JOB ▸
Please show each of the lines below that contains the word "building", copying them as they appear.

[start MATERIAL SHOWN]

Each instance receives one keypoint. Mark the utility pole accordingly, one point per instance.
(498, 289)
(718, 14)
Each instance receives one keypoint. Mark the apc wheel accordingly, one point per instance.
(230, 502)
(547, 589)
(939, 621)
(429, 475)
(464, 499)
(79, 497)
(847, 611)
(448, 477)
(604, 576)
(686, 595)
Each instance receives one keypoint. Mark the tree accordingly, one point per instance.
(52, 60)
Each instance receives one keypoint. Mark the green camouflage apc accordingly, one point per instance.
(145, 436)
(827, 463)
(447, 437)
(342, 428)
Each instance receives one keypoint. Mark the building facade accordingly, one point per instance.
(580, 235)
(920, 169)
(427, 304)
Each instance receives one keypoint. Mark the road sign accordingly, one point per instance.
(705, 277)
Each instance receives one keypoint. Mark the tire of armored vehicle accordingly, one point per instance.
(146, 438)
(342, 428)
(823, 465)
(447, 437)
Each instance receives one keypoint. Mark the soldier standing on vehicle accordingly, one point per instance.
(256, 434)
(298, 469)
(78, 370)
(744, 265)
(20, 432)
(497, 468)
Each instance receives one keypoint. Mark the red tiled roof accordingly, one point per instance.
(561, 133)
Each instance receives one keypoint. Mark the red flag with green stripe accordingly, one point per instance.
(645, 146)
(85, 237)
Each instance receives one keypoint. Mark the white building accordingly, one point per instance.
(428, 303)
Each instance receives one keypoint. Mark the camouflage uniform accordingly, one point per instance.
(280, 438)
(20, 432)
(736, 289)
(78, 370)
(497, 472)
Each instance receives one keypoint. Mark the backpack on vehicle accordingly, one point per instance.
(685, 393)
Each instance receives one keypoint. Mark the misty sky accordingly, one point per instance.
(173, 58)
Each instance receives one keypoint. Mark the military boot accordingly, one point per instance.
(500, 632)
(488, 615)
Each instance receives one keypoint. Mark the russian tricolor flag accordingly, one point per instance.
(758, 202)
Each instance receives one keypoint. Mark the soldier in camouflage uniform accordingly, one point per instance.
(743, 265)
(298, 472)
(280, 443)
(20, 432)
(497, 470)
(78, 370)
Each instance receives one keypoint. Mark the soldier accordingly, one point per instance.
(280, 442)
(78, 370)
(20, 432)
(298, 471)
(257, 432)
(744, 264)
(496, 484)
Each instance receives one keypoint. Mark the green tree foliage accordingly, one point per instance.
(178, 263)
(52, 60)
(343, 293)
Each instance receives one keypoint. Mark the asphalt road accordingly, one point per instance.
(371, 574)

[end MATERIAL SHOWN]
[start MATERIAL SHOWN]

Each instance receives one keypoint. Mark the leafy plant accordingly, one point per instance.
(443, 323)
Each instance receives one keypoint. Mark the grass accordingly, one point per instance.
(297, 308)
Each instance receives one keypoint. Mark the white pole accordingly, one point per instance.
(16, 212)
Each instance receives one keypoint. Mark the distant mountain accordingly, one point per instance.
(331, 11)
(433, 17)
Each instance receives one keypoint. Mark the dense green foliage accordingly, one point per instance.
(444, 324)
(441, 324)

[end MATERIAL SHOWN]

EXPECTED OUTPUT ▸
Each instance receives one keypoint. Mark the building facade accordingly, one point per instance.
Each instance receives one keypoint. Mark the white building accordingly, one point per instance.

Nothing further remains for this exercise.